* [Vorliegender Text]:
************

Wir sind nun seit einer Woche in den Pyrenäen unterwegs und mindestens 1x/Tag denkt man unweigerlich an den legendären Spruch, den der deutsche Radsportler Udo Bölts 1997 seinem Teamkapitän Jan Ullrich zugerufen hat, als dieser auf der Tour de France schwächelte und damit motiviert wurde, sein Bestes zu geben.

Dass viele Höhenmeter auf uns warten, war von vornherein klar. Was allerdings nicht ganz klar war: wie wird der Zustand der Radwege/Strassen in Spanien sein? Nachdem wir von Frankreich sehr verwöhnt waren, hofften wir, dass uns im südlichen Nachbarland ähnlich gute Bedingungen erwarten würden. Die ersten paar Tage waren noch ganz okay – viel Asphalt, sodass wir die Räder nach einem knackigen Anstieg einfach laufen lassen konnten. Ich tendiere ja zu bremsen, wenn es zu schnell bergab geht – Dieter heizt immer an mir vorbei mit dem höchsten Gang und dabei tritt er noch heftig in die Pedale. „Wer bremst, verliert!“ hör ich grad noch, bevor er wie die gesengte Sau hinter der nächsten Kurve verschwindet.

Ab Pamplona verläuft der Eurovélo abschnittsweise direkt am Pilgerweg nach Santiago de Compostela – das heisst kein Asphalt, sondern wie Komoot es nennt: „Verdichteter Schotter“. Das tut zwar den Wandersleuten gut – für voll beladene Trekkingradfahrer wirds spätestens dann aber anstrengend. Selbst bei leichten Steigungen hat man das Gefühl, nicht vorwärts zu kommen. Wenn dann noch Gegenwind dazu kommt, wirds richtig zermürbend und wenn man dann für 10km eine gute Stunde braucht, kann es schon vorkommen, dass man sich fragt, warum man sich das antut.

Entschädigt wird man aber mit tollen Landschaften, mit netten Begegnungen, vielen „Buen Camino“-Zurufen von Pilgern und Dorfbewohnern und wenn man am Abend todmüde ins Bett fällt, schläft man ein mit dem Gefühl, etwas Besonderes geleistet zu haben. Und die „Pintxos“ (eine Art Tapas in Nordspanien), dazu ein Glas gut gekühlter Weißwein aus der Riojaregion, die wir grad durchradeln, lässt man sich besonders gut schmecken.

************

* [Vorliegende Einträge]:
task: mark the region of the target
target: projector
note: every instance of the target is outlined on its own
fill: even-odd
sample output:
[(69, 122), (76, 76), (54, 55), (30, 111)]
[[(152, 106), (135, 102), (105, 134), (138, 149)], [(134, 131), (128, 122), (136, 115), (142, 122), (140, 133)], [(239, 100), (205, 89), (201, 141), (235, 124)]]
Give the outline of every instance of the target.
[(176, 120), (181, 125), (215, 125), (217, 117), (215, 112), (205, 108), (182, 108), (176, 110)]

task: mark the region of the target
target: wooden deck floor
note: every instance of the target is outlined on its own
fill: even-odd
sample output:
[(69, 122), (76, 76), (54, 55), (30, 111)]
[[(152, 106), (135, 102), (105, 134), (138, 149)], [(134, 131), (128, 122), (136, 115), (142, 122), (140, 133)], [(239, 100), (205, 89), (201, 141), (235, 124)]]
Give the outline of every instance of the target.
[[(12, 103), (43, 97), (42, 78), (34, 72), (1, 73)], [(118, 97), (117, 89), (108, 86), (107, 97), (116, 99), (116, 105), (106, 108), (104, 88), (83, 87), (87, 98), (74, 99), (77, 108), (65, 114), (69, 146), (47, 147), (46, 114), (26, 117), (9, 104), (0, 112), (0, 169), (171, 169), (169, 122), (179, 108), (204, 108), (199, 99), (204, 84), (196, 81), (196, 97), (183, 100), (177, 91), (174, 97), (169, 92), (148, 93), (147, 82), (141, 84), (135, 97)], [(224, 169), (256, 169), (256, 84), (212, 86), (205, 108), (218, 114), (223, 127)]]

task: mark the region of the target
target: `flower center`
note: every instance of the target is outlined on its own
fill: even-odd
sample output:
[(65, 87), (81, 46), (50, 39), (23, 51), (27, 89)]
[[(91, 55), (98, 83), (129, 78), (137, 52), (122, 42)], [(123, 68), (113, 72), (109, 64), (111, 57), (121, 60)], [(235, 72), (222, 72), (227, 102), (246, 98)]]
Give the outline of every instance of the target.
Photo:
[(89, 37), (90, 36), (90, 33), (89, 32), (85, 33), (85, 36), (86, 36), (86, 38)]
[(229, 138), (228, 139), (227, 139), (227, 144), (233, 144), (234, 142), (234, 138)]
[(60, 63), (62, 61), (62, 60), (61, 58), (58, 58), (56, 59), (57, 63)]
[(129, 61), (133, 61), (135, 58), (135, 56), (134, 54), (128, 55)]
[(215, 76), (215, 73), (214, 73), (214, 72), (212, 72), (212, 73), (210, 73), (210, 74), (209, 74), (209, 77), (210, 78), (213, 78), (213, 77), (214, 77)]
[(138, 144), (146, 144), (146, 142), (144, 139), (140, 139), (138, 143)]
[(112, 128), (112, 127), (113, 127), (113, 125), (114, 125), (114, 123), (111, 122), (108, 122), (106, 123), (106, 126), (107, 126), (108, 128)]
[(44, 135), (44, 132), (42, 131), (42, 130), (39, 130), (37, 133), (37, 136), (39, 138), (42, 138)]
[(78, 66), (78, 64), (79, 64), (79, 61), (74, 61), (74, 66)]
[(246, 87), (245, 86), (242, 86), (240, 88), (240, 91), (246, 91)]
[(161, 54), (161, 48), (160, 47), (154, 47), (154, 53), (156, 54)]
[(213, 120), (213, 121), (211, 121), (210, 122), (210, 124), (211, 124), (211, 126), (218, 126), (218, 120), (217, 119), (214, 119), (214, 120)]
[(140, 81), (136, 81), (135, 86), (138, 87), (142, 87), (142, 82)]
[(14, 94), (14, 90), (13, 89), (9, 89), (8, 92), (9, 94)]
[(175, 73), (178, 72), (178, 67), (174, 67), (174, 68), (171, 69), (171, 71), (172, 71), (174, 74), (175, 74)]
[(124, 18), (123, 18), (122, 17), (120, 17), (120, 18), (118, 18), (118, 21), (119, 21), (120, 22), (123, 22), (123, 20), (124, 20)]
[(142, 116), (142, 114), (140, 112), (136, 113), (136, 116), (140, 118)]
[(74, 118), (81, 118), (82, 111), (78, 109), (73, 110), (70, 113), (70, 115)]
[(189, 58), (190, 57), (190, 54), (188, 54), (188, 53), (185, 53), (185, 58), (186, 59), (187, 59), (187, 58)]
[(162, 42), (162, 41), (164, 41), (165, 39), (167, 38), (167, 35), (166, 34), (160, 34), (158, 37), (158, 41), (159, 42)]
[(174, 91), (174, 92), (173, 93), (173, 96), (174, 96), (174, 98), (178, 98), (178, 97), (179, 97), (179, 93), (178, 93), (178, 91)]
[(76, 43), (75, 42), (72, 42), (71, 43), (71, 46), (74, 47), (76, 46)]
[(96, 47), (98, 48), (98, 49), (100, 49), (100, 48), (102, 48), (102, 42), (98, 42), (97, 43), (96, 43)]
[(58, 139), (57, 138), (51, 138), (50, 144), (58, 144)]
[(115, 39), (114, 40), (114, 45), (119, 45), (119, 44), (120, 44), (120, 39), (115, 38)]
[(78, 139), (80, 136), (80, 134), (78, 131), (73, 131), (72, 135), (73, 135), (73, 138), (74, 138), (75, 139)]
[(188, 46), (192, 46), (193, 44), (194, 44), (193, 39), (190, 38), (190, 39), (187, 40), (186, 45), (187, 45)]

************

Wie nennt Komoot laut dem Reisebericht über die Pyrenäen den Belag des Pilgerwegs, an dem der Eurovélo ab Pamplona abschnittsweise verläuft?

* [Schriftliche Antwort]:
„Verdichteter Schotter“.